Give back exactly the lines that run from the line containing "Note to the class: locate the dried" through the end of the listing below. Leave out every other line.

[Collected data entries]
━━━━━━
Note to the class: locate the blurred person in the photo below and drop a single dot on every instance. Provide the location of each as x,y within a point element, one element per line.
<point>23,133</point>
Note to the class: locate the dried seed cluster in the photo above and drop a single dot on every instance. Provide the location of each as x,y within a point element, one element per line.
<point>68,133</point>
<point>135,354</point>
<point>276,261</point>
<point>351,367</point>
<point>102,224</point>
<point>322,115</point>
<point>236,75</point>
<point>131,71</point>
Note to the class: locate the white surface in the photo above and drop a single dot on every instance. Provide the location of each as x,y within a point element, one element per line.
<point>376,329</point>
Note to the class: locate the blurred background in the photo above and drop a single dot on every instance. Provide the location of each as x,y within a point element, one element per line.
━━━━━━
Result of the task —
Note to the class: locate the dried seed cluster in the photo above and drop a single dot on every instance. Provide the location of each as x,y within a point element, one element per line.
<point>68,133</point>
<point>135,354</point>
<point>276,261</point>
<point>351,367</point>
<point>102,224</point>
<point>322,115</point>
<point>236,75</point>
<point>131,71</point>
Note to the class: locate the white surface in the photo above and drop a single dot on every instance. Provide the location of each as x,y within a point element, one element per line.
<point>376,329</point>
Note to the class: locate the blurred background in the photo above and drop a single dot on every instance. Provide the location of each as x,y within a point element, one element per line.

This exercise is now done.